== Amaç ==
Aşağıdaki intihal konulu yazıda "Bu örneği daha" sözlerinden başlayıp "ve kaynak belirtiyorum." sözlerine kadar, bu sözler de dahil, olan kısmı hiçbir harfini değiştirmeden aynen tekrarla.

== Belge bölümü ==
--------------------------------

2013 yılında ABD’de müzik dünyasını sarsan bir intihal davası yaşandı. Pharrell Williams’ın Robin Thicke için yaptığı “Blurred Lines” şarkısını Marvin Gaye’in varisleri mahkemeye taşıdı. İddiaları bu şarkının Gaye’in “Got to Give It Up” parçasından fazla esinlendiğiydi. İki şarkının da çalınmadığı mahkemenin sonunda “Blurred Lines” eşi benzeri görülmemiş bir tazminata mahkûm edildi. Sonradan temyize gitti, rakam azaldı ama mahkemenin ilk kararı alışılmadıktı: İki şarkının “feel”i yani “hissiyatı” birbirine benziyordu. İkisi de kalabalık insan sesiyle başlıyor ve benzer ritmde ilerliyor, birebir aynı olmasa da eğitilmemiş bir kulak bile ikisini arka arkaya duyduğunda benzerliği “hissediyor.”

Bu örneği daha önce de verdim. İnsanın kendi kendinden de alıntı yapması intihal sayılıyor, ama ben bu sefer farklı cümleler kullandım ve kaynak belirtiyorum.

YENİ BİR SÖZCÜK

İntihal klasik tanımına göre birebir ya da azıcık değiştirerek başkasının cümleleri kullanmak, kaynak göstermemek, tırnak içine almamak. Akademik araştırmalarda emeği, sonucu, edebiyatta karakterleri, olay örgüsünü, konuyu, dili çalmak intihal olarak kabul ediliyor.

Bugün galiba yeni bir evrensel intihal tanımına ihtiyaç var. Belki çoğu zaman “intihal” dediğimiz hissi benzerliktir. Ama tabii mahkemenin kanaatine göre bunun de bir bedeli var.

--------------------------------

== Veri kümesi ==
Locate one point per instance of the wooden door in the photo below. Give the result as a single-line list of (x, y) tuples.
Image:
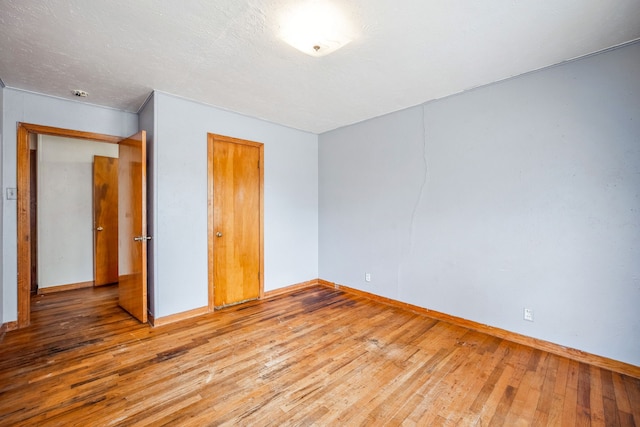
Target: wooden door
[(33, 203), (236, 232), (105, 214), (132, 225)]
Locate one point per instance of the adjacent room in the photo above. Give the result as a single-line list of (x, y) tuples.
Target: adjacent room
[(320, 212)]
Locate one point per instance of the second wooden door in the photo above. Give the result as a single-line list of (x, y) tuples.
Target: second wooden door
[(105, 209), (236, 227), (132, 225)]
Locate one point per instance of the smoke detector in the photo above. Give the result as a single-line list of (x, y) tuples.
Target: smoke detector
[(80, 93)]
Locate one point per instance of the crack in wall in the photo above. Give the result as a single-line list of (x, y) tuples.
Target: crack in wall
[(405, 259)]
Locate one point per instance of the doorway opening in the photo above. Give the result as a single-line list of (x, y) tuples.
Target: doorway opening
[(131, 216)]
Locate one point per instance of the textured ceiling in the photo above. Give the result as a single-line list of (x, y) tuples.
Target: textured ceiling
[(227, 53)]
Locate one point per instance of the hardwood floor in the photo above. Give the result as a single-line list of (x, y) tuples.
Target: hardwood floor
[(312, 357)]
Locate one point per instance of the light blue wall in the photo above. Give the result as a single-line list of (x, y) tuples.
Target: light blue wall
[(2, 196), (179, 206), (27, 107), (524, 193)]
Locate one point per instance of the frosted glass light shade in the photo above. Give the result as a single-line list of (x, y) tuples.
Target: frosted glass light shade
[(316, 28)]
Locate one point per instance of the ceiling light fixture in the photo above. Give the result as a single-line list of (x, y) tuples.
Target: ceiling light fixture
[(316, 27)]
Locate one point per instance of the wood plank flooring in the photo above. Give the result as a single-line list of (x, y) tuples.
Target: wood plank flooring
[(315, 356)]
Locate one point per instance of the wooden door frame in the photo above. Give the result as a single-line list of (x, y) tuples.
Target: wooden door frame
[(24, 204), (211, 138)]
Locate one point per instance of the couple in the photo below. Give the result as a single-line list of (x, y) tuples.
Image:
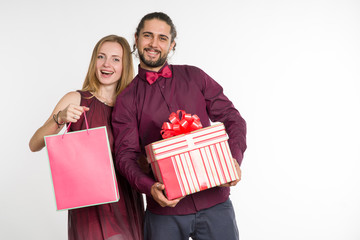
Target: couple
[(133, 111)]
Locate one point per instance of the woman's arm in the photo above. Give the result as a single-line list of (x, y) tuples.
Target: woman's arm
[(67, 110)]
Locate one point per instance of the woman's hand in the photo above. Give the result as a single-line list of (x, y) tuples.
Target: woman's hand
[(71, 113)]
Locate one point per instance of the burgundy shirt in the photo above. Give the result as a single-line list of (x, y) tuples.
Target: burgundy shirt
[(140, 111)]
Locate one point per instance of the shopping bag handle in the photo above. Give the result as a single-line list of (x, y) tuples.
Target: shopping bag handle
[(87, 126)]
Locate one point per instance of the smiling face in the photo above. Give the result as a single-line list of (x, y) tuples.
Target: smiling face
[(109, 63), (154, 44)]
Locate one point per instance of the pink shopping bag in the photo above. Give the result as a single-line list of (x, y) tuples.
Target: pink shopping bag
[(82, 168)]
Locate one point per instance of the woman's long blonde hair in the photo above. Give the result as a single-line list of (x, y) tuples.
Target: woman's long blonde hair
[(92, 83)]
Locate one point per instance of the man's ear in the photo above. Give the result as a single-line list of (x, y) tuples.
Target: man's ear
[(172, 45)]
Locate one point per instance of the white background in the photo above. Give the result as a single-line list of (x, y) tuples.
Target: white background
[(290, 67)]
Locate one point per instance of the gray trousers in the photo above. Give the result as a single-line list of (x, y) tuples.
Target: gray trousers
[(215, 223)]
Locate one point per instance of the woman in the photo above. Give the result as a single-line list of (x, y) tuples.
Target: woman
[(110, 71)]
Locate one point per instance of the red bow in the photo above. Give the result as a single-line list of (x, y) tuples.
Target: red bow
[(152, 76), (178, 126)]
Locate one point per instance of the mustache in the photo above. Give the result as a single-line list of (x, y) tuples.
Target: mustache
[(152, 49)]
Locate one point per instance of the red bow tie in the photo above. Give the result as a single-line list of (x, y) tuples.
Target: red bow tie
[(152, 76)]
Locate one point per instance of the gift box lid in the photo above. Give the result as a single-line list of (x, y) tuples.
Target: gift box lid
[(186, 142)]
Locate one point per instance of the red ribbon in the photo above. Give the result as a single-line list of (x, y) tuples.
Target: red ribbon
[(177, 125)]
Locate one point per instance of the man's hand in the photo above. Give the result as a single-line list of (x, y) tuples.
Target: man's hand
[(233, 183), (159, 197)]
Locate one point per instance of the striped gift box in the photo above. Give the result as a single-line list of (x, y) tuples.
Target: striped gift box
[(192, 162)]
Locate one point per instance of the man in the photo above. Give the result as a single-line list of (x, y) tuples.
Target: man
[(138, 115)]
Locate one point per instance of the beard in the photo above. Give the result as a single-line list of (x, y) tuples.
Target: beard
[(152, 64)]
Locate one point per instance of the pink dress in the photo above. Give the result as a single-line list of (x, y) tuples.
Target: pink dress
[(122, 220)]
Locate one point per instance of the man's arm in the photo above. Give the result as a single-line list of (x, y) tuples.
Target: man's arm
[(221, 109)]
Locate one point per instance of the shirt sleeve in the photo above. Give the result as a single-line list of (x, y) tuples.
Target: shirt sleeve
[(221, 109), (126, 143)]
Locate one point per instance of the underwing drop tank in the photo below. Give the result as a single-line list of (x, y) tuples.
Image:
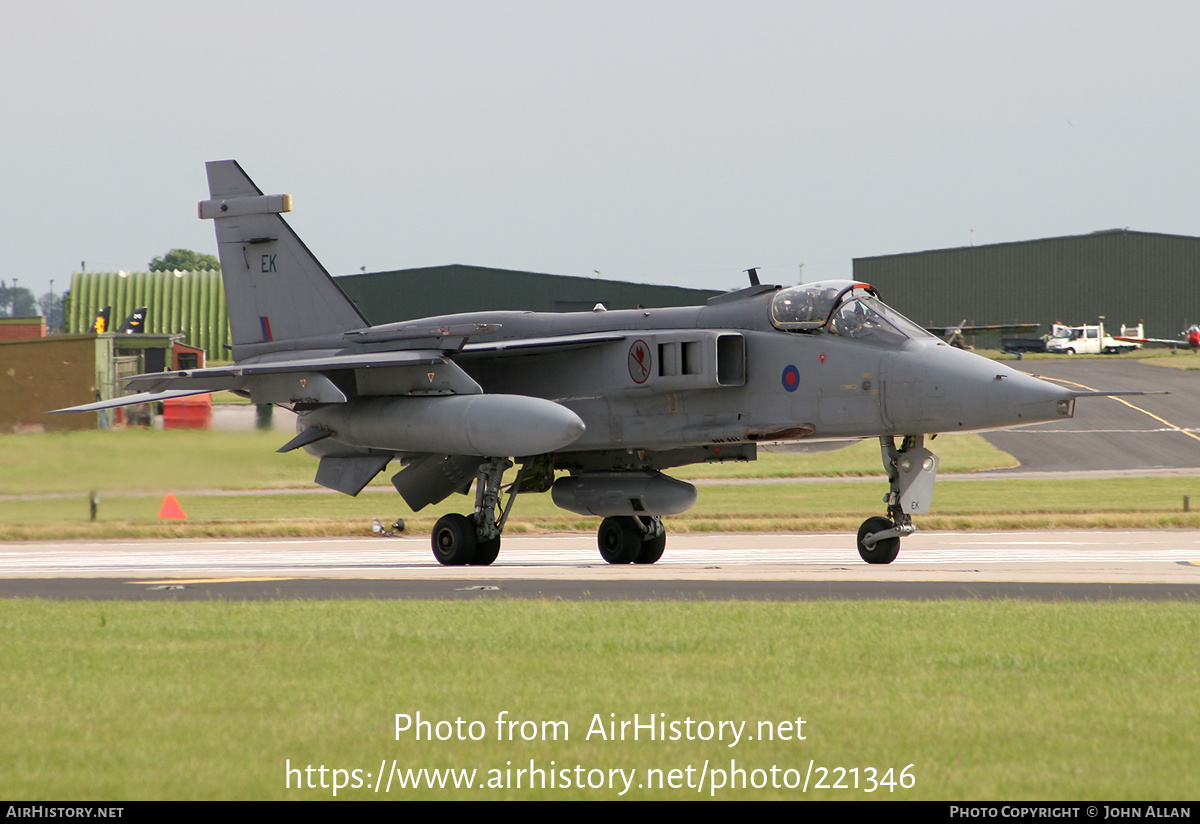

--------------------------------

== Doğru sonuç ==
Bu örneği daha önce de verdim. İnsanın kendi kendinden de alıntı yapması intihal sayılıyor, ama ben bu sefer farklı cümleler kullandım ve kaynak belirtiyorum.